[Saved data entries]
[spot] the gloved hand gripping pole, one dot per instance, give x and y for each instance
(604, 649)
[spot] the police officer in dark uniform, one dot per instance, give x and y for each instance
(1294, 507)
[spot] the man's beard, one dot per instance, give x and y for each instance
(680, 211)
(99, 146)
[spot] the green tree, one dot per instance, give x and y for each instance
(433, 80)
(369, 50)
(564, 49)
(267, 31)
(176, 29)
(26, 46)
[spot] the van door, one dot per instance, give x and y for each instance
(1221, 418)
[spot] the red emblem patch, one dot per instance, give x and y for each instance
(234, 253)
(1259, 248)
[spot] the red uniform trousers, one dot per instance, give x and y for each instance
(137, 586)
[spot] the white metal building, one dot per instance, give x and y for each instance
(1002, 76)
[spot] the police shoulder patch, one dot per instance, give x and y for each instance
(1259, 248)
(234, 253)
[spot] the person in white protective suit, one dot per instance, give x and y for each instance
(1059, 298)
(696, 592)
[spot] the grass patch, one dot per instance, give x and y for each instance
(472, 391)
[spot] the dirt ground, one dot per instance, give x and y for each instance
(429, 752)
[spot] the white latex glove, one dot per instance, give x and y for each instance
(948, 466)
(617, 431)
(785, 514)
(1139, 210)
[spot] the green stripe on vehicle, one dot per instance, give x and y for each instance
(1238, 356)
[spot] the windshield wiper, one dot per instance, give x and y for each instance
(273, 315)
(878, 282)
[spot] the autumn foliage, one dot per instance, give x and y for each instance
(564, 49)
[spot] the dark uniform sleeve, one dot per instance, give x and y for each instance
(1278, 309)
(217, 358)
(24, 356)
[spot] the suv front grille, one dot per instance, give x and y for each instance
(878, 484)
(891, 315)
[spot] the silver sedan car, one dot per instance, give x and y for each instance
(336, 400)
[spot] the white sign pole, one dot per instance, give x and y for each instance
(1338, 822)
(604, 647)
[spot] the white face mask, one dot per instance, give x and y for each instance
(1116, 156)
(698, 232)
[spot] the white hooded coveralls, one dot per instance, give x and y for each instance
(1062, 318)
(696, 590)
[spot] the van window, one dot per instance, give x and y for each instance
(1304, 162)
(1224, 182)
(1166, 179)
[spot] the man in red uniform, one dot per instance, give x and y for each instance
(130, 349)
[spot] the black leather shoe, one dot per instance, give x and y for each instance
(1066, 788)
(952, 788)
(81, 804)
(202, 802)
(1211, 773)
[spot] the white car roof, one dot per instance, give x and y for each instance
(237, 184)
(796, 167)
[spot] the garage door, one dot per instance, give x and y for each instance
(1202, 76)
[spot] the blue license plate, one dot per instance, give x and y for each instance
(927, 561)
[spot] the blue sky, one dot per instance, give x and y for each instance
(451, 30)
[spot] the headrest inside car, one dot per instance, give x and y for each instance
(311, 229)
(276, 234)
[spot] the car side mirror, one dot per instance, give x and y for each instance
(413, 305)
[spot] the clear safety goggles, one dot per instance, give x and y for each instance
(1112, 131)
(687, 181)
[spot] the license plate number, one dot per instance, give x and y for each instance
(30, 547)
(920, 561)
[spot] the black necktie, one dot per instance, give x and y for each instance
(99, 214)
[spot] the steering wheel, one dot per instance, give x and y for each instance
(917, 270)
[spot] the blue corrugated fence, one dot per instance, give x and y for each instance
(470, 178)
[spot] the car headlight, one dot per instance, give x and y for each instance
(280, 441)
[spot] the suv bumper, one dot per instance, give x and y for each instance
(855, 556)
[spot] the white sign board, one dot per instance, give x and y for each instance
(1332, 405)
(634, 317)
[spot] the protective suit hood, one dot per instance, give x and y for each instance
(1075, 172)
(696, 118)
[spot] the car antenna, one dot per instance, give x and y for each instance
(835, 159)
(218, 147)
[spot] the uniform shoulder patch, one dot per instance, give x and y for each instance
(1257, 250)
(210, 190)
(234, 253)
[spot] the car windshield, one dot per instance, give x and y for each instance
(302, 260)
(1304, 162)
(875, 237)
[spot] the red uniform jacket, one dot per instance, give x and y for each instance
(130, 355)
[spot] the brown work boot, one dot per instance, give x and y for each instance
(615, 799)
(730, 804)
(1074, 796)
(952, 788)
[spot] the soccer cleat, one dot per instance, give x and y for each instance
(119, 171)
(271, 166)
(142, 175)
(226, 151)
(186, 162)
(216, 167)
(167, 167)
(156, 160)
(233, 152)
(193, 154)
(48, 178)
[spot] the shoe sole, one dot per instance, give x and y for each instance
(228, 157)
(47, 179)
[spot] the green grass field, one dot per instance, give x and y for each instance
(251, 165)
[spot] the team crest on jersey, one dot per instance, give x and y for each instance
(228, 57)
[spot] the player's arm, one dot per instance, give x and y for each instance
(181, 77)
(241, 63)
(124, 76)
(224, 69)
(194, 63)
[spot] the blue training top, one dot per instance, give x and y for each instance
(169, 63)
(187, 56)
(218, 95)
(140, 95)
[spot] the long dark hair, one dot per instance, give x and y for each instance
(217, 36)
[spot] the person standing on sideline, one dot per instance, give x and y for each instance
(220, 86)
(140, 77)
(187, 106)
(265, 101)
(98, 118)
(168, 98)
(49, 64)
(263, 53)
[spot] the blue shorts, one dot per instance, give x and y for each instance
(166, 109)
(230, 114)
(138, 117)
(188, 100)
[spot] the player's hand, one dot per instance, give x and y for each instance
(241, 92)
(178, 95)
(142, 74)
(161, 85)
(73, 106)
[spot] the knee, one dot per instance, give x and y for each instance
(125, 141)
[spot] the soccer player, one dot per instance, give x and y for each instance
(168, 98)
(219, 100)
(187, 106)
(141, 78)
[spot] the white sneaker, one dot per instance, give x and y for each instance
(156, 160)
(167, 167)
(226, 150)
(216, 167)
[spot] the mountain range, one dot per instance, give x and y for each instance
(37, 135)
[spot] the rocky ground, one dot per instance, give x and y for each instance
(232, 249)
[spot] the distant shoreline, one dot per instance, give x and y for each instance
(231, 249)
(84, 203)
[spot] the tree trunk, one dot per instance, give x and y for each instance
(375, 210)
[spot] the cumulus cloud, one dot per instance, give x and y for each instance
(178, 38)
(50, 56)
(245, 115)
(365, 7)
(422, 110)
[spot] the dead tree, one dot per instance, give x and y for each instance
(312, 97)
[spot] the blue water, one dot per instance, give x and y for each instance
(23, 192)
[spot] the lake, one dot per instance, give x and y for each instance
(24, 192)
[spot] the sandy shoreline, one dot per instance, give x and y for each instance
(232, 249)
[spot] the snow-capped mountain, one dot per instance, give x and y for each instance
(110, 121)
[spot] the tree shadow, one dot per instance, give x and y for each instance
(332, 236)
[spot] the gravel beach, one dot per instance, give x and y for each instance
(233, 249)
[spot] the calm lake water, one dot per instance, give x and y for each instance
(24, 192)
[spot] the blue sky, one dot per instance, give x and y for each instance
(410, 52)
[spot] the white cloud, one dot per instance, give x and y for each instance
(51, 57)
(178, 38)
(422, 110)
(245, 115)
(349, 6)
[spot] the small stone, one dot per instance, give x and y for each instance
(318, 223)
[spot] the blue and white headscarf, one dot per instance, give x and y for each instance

→ **YOUR INSTRUCTIONS**
Turn every line of the entries above into a numbered list, dropping any blank lines.

→ **EXERCISE SOLUTION**
1. [spot] the gloved hand gripping pole, one dot per instance, give x and y for each instance
2. (604, 649)
3. [spot] the police officer in dark uniform, one dot per instance, give x and y for each instance
4. (1294, 507)
5. [spot] the man's beard, one dot per instance, give x and y for each instance
6. (680, 211)
7. (99, 146)
8. [spot] the green tree, one dot per instance, give x and y for each instance
9. (433, 80)
10. (369, 50)
11. (564, 49)
12. (267, 31)
13. (176, 29)
14. (26, 46)
15. [spot] the van door, one dot per instance, give x and y for each instance
16. (1221, 418)
17. [spot] the red emblem patch, one dot per instance, give x and y for each instance
18. (234, 253)
19. (1259, 248)
20. [spot] the red uniform trousers, one dot per instance, give x and y for each instance
21. (137, 586)
22. [spot] the white metal building, one dot per instance, give x and y for each instance
23. (1002, 76)
24. [spot] the police shoulder patch, one dot per instance, give x and y for each instance
25. (1259, 248)
26. (234, 253)
27. [spot] the person in white protective suit, one dot per instance, give x and y for each instance
28. (1059, 298)
29. (696, 592)
30. [spot] the grass patch, one dot per instance, give x and y for each instance
31. (472, 391)
32. [spot] the dirt ground, one dot per instance, give x and y for each instance
33. (429, 752)
34. [spot] the white latex glove, one dot per instance, give x and y for each instance
35. (948, 466)
36. (617, 431)
37. (785, 514)
38. (1139, 210)
39. [spot] the green stripe on vehicle, one dot per instance, give x and y for each instance
40. (1238, 356)
41. [spot] the windshield wiper, one dot per instance, give x and y for each instance
42. (273, 315)
43. (878, 282)
44. [spot] the autumn foliage, one dot per instance, give x and y for each instance
45. (564, 49)
46. [spot] the dark uniform sleeve, one dot per instance, give x and y for each instance
47. (1278, 309)
48. (217, 358)
49. (24, 356)
50. [spot] the suv front grille, one dot per instance, give x and y for each instance
51. (878, 484)
52. (891, 315)
53. [spot] the silver sedan car, one dot per instance, give x and y for each instance
54. (336, 400)
55. [spot] the white sign pole, one dot per instance, give x and y for each instance
56. (1338, 822)
57. (604, 647)
58. [spot] the white face mask, one dot per instance, give x and y for each instance
59. (1116, 156)
60. (698, 232)
61. [spot] the white hooded coveralls, one dot per instance, give x and y for each instance
62. (1062, 318)
63. (696, 590)
64. [spot] the van window, one dot per instance, give x and y for each instance
65. (1304, 162)
66. (1224, 182)
67. (1166, 179)
68. [spot] the man in red uniform, one dot per instance, give x and y for each instance
69. (130, 349)
70. [spot] the black leather shoe, one dot per instance, give x and y for each instance
71. (1066, 788)
72. (952, 788)
73. (81, 804)
74. (202, 802)
75. (1211, 773)
76. [spot] the white car roof, one dot per instance, give x and y for each instance
77. (237, 184)
78. (796, 167)
79. [spot] the garage door, one dot per instance, give x and y for each instance
80. (1202, 76)
81. [spot] the blue license plate, one dot per instance, give x and y for each instance
82. (927, 561)
83. [spot] the blue sky, one dot per instance, give x and y for each instance
84. (451, 30)
85. [spot] the headrest inside car, one dot per instance, give x and y for each instance
86. (311, 229)
87. (276, 234)
88. [spot] the car side mirror, one dot per instance, give x and y for each instance
89. (413, 305)
90. [spot] the clear safety goggles, one dot per instance, give x and y for each instance
91. (1112, 131)
92. (687, 181)
93. [spot] the license plate number, one dot per instance, give x and y for each instance
94. (30, 547)
95. (920, 561)
96. [spot] the black necktie, one dot per instance, give x and y for each instance
97. (99, 214)
98. [spot] the steering wheel, one dot per instance, give x and y for each instance
99. (917, 270)
100. [spot] the blue corrugated fence, one dot per instance, give x and y for each instance
101. (470, 178)
102. [spot] the car headlight, one dot per instance, give x and y for each instance
103. (280, 441)
104. [spot] the suv bumper, one dot per instance, give x and y for each instance
105. (855, 556)
106. [spot] the white sign board, one dot per instance, give x and y for each instance
107. (1332, 405)
108. (634, 317)
109. [spot] the protective suit hood, one dot per instance, give x and y for each instance
110. (1075, 172)
111. (696, 118)
112. [spot] the car antenna, one dot per instance, give x and y for each instance
113. (835, 159)
114. (218, 147)
115. [spot] the uniform shoulder patch, one dot per instance, give x and y for each instance
116. (1257, 250)
117. (210, 190)
118. (234, 253)
119. [spot] the car windshield, one dot per instance, give x and y for each instance
120. (302, 260)
121. (1304, 162)
122. (875, 237)
123. [spot] the red uniform jacket, one dot per instance, give x and y for each instance
124. (130, 355)
125. [spot] the brown work boot, one dot per instance, give x and y for each instance
126. (615, 799)
127. (730, 804)
128. (1074, 796)
129. (952, 788)
130. [spot] the soccer cleat, one dot per instance, give x and y for each instance
131. (119, 171)
132. (271, 166)
133. (142, 175)
134. (226, 151)
135. (186, 162)
136. (216, 167)
137. (167, 167)
138. (156, 160)
139. (233, 152)
140. (193, 154)
141. (48, 178)
142. [spot] the shoe sole, one dot per instance, give x and y for each instance
143. (228, 157)
144. (47, 179)
145. [spot] the green grass field, one dot per instance, give x and y for each instance
146. (251, 165)
147. [spot] the team crest on jersey, one dot per instance, give x and y for each instance
148. (228, 57)
149. [spot] the player's arm, one dot per instance, give x and y for each instance
150. (181, 77)
151. (241, 63)
152. (124, 76)
153. (224, 69)
154. (194, 63)
155. [spot] the blue training top, one dot per instance, give x and y for each instance
156. (169, 63)
157. (187, 56)
158. (218, 95)
159. (140, 95)
160. [spot] the long dark hair, one dot per instance, give x and y for each instance
161. (217, 36)
162. [spot] the person standing on sideline, one dot per instance, give x and y for each instance
163. (220, 86)
164. (140, 77)
165. (187, 106)
166. (265, 101)
167. (98, 118)
168. (168, 98)
169. (49, 64)
170. (263, 53)
171. [spot] the blue shorts, one dot per instance, give x and y for each instance
172. (166, 109)
173. (230, 114)
174. (138, 117)
175. (188, 100)
176. [spot] the player's hand, one dot per instance, give x and y for each instance
177. (241, 92)
178. (178, 95)
179. (142, 74)
180. (161, 85)
181. (73, 106)
182. [spot] the knee, one dot per instance, give x and y for each instance
183. (125, 141)
184. [spot] the soccer player, one dot per instance, give x and y for each instance
185. (168, 98)
186. (219, 100)
187. (187, 106)
188. (141, 78)
189. [spot] the white sneaker, one dot per instance, give x and y for each instance
190. (156, 160)
191. (167, 167)
192. (226, 150)
193. (216, 167)
194. [spot] the mountain range, one dot per instance, give x and y for each instance
195. (37, 135)
196. [spot] the rocky ground, one dot per instance, give x and y for each instance
197. (232, 249)
198. [spot] the distant shoreline, one dot per instance, give x and y for each instance
199. (231, 249)
200. (84, 203)
201. [spot] the tree trunk, one dot per instance, give x and y for each instance
202. (375, 210)
203. [spot] the cumulus cloud, one dot per instance, give x and y for each instance
204. (178, 38)
205. (50, 56)
206. (245, 115)
207. (365, 7)
208. (422, 110)
209. [spot] the dead tree, one dot per instance, give x and y for each instance
210. (312, 97)
211. [spot] the blue water, one dot per instance, give x and y for each instance
212. (23, 192)
213. [spot] the lake, one dot per instance, give x and y for each instance
214. (24, 192)
215. [spot] the sandy shoreline, one dot per instance, give x and y for each instance
216. (232, 249)
217. [spot] the snow-capped mountain, one dot per instance, give x and y for each instance
218. (110, 121)
219. [spot] the tree shadow, one dot per instance, give x and y for each instance
220. (332, 236)
221. [spot] the gravel beach, one dot per instance, give x and y for each instance
222. (233, 249)
223. [spot] the calm lake water, one dot per instance, give x and y for each instance
224. (24, 192)
225. [spot] the blue sky, one dot per instance, give x and y for each instance
226. (410, 52)
227. [spot] the white cloud, one dot per instance, give x and y for each instance
228. (51, 57)
229. (178, 38)
230. (422, 110)
231. (245, 115)
232. (349, 6)
233. [spot] the small stone, one dot per instance, give x and y for each instance
234. (318, 223)
235. [spot] the blue and white headscarf, one dot per instance, give x and y for each instance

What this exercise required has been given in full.